-------- Selected text --------

Thursday, July 30, 2009

UFO: The Motion Picture Script (Part 7)

Still fielding questions about UFO sightings at Air Materiel Command, Chop is surprised to learn that Col. Searles at the Pentagon has requested that he join his staff in Washington. Anticipating a normal life on the Air Force press desk, Chop, to his chagrin, is assigned to unidentified flying objects because of his experience in dealing -- skeptically -- with the matter ("I was back in the flying saucer business").

In the script and movie, there's a brief segment where Chop (Towers) plays with his little son on a lawn outside their house near Washington, and the two are throwing a ball back and forth. Nothing remarkable occurs here, but of passing interest is the narration where Towers mentions his son's deafness since infancy. Penciled in is the phrase, "in one ear," and obviously Chop himself had asked for the correction, which made it to final production.

It is also apparent that extensive changes occurred on pages 42, 43 and 44 of the script because new pages were substituted, and just at the point where Chop is confronted with an issue of LIFE Magazine boasting the explosive headline, "THERE IS A CASE FOR INTERPLANETARY SAUCERS," the word OMIT is typed repeatedly after what would have been scenes 92, 93, 94, 95, 96, 97 and 98. I doubt -- but wonder anyway -- whether any of this had to do with a possible conflict over the original (real) cover of LIFE which showed Marilyn Monroe on the cover, because in the movie a cover photo of President Harry Truman was substituted. Whether this was done to give the scene more of an official and important flavor, or whether there existed competing movie studio conflicts over publicizing Monroe in a United Artists (with whom she was not under contract) motion picture , we will probably never know. I opt for the latter explanation.

-------- Listed entries --------

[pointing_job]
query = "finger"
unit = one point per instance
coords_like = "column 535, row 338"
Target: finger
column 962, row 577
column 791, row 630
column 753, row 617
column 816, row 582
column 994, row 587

--------

*Exercise prompt:*
Take the post above about the UFO motion picture script further, picking up after its last sentence.

*Task answer:*
With both LIFE and LOOK hitting newsstands from coast to coast, featuring everything from high-ranking witness interviews to a map of UFO sightings, the public becomes very anxious about "saucers," and a statement by U.S. Air Force General Hoyt Vandenberg is recounted in the film. However, the original script included an extra statement by Vandenberg, excluded from the movie. The narrator, quoting Vandenberg, is heard to say: "The Air Force is interested in anything that takes place in the air. This includes the aerial phenomenon commonly known as flying saucers. Many of these incidents have been satisfactorily explained. Others have not." Missing from the filmed narration were the intended words, "With the present world unrest, we cannot afford to be complacent."

Project Grudge is expanded and its name changed to Blue Book, and we are shown a chart designating the involvement of such principals as Capt. Edward J. Ruppelt (project chief) and Maj. Dewey J. Fournet (project monitor).